→ WRITTEN REQUEST
Count the lines in the entries below that contain the word "dress". Reply with the number alone.

→ INPUT MATERIAL
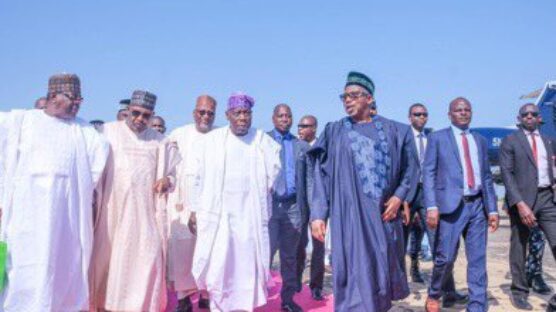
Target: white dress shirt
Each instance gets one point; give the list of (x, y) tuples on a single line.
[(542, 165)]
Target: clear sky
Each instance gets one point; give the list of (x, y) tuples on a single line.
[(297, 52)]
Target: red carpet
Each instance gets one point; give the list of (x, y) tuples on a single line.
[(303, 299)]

* * *

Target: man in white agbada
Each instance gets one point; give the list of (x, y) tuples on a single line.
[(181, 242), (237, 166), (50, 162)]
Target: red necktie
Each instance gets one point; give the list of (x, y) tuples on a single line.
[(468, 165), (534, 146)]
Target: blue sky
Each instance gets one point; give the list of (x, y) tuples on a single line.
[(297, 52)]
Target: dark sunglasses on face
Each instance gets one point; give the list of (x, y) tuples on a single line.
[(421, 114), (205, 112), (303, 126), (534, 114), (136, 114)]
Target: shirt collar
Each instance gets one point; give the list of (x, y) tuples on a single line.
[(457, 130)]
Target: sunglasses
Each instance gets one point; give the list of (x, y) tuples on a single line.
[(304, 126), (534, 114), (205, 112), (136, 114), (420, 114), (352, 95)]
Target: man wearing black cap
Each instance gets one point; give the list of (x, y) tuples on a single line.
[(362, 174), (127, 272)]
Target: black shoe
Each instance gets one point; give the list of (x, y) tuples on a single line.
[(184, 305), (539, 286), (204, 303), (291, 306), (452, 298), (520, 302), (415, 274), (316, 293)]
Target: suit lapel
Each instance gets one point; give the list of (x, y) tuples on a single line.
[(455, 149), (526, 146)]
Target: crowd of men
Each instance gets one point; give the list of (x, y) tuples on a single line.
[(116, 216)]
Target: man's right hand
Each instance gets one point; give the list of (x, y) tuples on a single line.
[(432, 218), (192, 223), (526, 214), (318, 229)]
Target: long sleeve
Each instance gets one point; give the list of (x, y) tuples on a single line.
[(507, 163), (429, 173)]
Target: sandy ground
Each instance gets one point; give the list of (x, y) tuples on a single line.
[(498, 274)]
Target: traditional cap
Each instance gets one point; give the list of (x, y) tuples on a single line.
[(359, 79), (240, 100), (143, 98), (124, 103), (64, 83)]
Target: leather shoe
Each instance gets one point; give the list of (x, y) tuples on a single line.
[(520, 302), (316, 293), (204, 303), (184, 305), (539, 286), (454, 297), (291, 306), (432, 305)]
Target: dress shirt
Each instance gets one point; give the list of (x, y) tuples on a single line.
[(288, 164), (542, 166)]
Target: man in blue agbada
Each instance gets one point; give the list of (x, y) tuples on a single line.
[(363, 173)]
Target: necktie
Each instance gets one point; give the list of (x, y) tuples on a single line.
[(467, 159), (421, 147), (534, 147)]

---

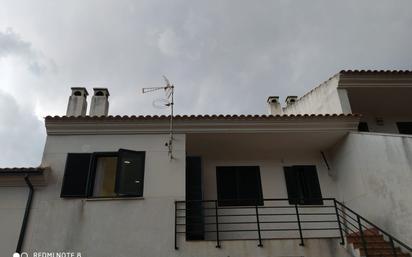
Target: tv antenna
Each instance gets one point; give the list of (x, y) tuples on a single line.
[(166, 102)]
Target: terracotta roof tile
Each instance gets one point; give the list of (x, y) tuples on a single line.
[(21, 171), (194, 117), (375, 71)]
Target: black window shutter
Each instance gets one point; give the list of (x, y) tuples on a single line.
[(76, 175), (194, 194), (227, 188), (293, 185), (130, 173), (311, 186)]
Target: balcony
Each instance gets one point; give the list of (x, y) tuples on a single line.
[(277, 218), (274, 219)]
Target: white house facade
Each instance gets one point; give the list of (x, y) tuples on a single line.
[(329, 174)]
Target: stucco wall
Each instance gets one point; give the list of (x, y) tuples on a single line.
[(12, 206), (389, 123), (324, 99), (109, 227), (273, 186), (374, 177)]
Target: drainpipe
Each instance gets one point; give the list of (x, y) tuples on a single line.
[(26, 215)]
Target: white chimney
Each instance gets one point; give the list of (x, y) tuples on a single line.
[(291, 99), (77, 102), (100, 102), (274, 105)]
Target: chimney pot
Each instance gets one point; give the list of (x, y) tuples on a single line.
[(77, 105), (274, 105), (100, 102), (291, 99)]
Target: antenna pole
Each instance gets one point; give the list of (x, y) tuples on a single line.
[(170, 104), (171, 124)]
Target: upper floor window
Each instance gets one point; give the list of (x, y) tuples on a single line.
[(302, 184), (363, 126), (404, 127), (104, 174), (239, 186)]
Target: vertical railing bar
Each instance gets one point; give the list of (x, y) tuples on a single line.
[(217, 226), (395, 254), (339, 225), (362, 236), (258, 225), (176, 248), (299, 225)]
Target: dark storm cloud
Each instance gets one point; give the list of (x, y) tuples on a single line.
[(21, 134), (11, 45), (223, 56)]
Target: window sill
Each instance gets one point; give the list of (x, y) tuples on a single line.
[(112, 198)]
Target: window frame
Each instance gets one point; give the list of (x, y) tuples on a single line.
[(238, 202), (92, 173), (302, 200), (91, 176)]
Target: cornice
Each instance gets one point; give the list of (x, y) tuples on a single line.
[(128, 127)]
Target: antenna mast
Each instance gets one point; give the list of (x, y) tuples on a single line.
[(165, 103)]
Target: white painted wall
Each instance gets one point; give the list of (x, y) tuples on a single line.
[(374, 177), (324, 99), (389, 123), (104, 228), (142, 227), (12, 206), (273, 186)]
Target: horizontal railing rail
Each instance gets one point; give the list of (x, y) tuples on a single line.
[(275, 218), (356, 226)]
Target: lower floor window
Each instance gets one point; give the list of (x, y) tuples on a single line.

→ RESULT FOR THIS EXERCISE
2